(Saved entries)
▬▬▬

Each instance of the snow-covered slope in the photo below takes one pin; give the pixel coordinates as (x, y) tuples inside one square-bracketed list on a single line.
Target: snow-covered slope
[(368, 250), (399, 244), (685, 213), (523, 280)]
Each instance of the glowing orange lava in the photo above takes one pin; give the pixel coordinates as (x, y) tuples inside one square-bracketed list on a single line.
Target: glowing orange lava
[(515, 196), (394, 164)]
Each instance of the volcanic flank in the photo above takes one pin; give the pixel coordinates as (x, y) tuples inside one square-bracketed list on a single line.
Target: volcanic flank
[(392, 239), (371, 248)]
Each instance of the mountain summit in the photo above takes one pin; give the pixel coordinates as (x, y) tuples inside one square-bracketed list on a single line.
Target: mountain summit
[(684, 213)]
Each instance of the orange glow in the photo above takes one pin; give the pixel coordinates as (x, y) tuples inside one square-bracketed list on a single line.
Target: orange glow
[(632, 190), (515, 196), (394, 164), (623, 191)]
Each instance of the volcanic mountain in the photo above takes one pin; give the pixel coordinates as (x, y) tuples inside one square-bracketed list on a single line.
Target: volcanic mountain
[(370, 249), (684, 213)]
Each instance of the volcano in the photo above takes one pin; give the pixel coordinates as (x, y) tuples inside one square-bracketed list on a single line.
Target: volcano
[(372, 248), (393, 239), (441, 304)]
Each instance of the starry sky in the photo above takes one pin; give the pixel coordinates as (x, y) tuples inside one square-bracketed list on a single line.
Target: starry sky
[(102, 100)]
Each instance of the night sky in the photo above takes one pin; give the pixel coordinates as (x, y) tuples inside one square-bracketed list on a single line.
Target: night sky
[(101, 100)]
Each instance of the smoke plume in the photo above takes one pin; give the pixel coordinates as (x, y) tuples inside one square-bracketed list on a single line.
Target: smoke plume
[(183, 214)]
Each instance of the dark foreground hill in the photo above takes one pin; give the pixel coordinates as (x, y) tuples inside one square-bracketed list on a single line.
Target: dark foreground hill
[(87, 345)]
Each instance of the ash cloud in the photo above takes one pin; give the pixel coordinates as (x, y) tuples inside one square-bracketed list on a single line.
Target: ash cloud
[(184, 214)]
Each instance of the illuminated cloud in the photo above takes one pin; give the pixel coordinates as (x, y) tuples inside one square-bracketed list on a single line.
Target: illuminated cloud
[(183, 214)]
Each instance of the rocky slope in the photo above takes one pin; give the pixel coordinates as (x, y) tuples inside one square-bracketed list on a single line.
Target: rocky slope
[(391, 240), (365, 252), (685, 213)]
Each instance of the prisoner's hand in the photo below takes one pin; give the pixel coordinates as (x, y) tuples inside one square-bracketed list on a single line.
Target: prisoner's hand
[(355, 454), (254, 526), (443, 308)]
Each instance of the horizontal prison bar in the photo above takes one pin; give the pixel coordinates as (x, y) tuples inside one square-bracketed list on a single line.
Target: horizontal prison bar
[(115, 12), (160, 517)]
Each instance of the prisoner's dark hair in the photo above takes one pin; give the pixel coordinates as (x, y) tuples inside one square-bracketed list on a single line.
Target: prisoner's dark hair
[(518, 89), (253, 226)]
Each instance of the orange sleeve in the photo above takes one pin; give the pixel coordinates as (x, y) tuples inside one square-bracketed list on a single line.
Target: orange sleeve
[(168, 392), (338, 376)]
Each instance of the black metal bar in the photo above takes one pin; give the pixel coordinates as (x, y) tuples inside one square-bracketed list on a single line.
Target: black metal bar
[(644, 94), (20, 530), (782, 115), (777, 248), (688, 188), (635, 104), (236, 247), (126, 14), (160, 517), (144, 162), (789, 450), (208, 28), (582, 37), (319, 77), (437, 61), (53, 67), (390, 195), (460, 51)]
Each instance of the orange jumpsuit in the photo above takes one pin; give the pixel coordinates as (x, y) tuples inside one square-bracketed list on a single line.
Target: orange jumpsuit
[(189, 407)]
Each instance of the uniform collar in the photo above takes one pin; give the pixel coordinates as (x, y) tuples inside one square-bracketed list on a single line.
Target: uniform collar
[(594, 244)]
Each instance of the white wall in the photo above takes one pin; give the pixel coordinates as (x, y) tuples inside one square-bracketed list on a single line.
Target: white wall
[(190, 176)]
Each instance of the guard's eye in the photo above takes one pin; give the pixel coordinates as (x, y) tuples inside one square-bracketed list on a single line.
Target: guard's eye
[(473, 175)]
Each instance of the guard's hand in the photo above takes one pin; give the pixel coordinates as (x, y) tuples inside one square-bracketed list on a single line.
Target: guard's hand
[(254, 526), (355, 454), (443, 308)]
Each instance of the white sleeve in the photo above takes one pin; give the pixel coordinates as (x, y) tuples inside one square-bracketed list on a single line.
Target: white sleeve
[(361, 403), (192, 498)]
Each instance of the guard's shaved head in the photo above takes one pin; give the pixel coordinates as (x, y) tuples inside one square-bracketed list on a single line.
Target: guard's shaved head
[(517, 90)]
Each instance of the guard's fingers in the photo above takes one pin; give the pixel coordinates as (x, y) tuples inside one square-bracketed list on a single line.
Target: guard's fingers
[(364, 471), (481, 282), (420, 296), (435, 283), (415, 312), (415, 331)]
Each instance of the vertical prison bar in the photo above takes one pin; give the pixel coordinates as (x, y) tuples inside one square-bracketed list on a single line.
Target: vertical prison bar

▬▬▬

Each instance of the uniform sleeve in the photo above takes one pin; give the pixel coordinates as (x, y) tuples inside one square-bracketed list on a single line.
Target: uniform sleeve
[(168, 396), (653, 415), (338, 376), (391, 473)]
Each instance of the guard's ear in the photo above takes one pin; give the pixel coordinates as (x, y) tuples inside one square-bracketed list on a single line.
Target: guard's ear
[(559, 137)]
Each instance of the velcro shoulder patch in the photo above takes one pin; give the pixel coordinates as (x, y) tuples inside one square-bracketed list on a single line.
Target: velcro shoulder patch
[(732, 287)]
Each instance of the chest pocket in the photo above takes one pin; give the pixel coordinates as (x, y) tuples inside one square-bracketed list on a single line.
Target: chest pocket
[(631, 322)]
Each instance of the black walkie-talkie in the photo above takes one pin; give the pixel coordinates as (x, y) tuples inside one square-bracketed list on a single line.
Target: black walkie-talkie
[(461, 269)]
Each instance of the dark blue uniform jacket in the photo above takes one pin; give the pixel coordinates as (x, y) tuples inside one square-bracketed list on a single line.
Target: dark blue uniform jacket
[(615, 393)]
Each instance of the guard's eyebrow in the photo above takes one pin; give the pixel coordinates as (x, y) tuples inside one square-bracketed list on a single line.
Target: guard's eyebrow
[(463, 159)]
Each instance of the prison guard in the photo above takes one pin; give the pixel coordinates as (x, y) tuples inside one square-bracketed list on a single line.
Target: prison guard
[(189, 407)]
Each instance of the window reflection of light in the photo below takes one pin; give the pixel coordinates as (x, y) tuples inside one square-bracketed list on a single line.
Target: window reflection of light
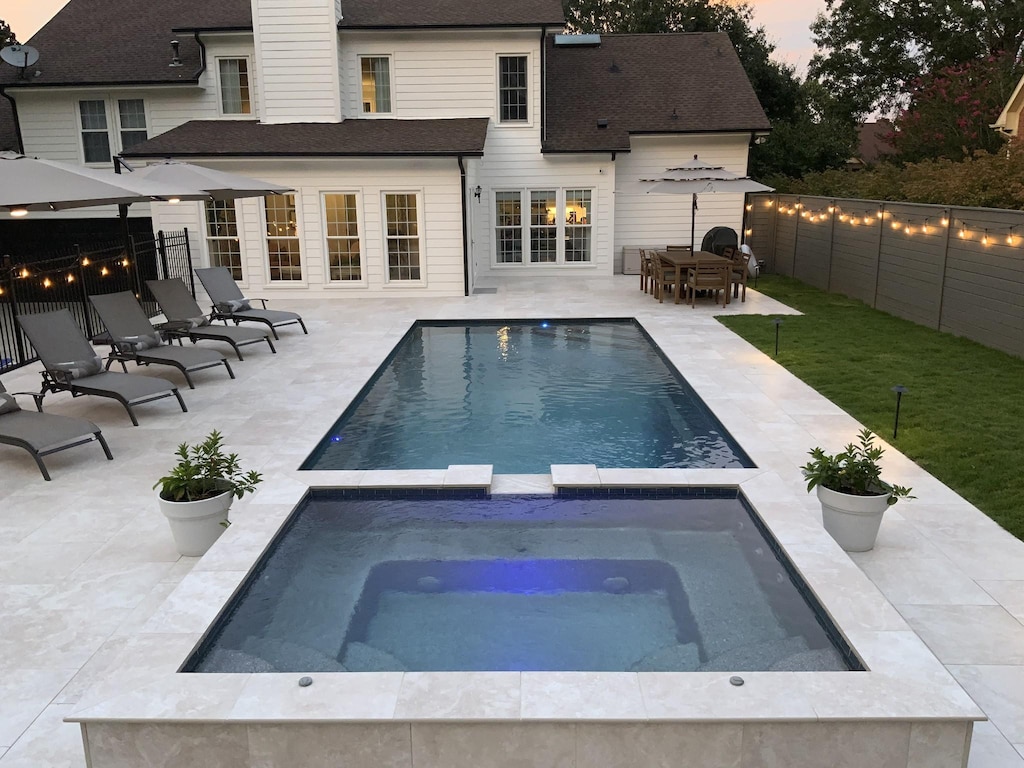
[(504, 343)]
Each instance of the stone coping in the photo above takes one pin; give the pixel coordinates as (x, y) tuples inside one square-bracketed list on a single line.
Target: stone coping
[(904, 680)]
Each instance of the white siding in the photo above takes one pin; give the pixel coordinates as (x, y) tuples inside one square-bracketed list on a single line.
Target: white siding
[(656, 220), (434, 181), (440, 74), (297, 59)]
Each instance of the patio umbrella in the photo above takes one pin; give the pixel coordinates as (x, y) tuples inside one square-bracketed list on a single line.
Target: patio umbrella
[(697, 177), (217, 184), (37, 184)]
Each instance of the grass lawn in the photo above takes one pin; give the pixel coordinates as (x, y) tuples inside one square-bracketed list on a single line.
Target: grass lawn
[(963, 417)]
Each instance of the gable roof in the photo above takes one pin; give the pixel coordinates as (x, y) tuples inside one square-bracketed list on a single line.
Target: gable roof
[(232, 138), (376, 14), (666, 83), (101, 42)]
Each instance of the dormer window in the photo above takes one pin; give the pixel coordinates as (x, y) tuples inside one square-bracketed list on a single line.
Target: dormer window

▬▬▬

# WHAT THE TASK ASKS
Starting at the line that contains "Each instance of the prisoner's dark" and ending at the line that contains "[(168, 392), (338, 376)]", change "orange sleeve" to "orange cuff" and give back only those lines, with nothing else altered.

# WORKED ANSWER
Each instance of the prisoner's dark hair in the photo above takes one pin; give the pixel coordinates as (x, y) tuples inside one square-bracketed list on a single line.
Target: prisoner's dark hair
[(518, 89), (253, 226)]
Each instance of the orange cuff in the photo above takes one pin; give the pixel coordinates as (x, y) tuples inside one square-bracketed list on a single line.
Target: orange cuff
[(168, 392), (338, 376)]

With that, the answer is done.